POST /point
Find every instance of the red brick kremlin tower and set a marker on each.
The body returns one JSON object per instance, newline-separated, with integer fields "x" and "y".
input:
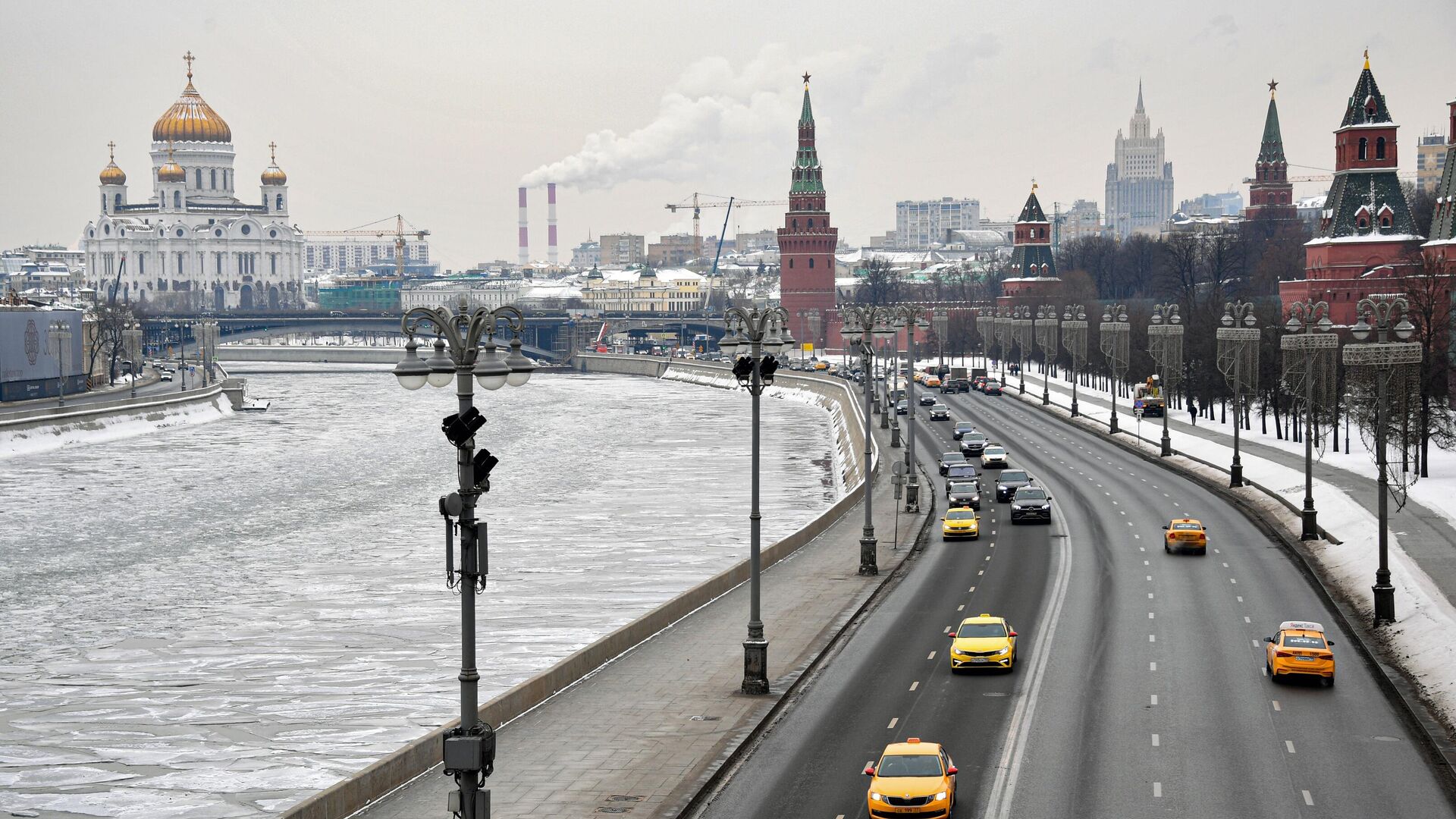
{"x": 1272, "y": 194}
{"x": 807, "y": 242}
{"x": 1366, "y": 240}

┄┄┄┄┄┄┄┄┄┄┄┄┄┄┄┄┄┄┄┄

**Your task:**
Pictures appear in the records above. Output everything except them, exactly.

**Task answer:**
POST /point
Find every instance of the red brick kremlin tower and set a marker on each.
The body returns one JSON object per instance, newline-separated, with integer fields "x" and "y".
input:
{"x": 1272, "y": 194}
{"x": 807, "y": 242}
{"x": 1366, "y": 240}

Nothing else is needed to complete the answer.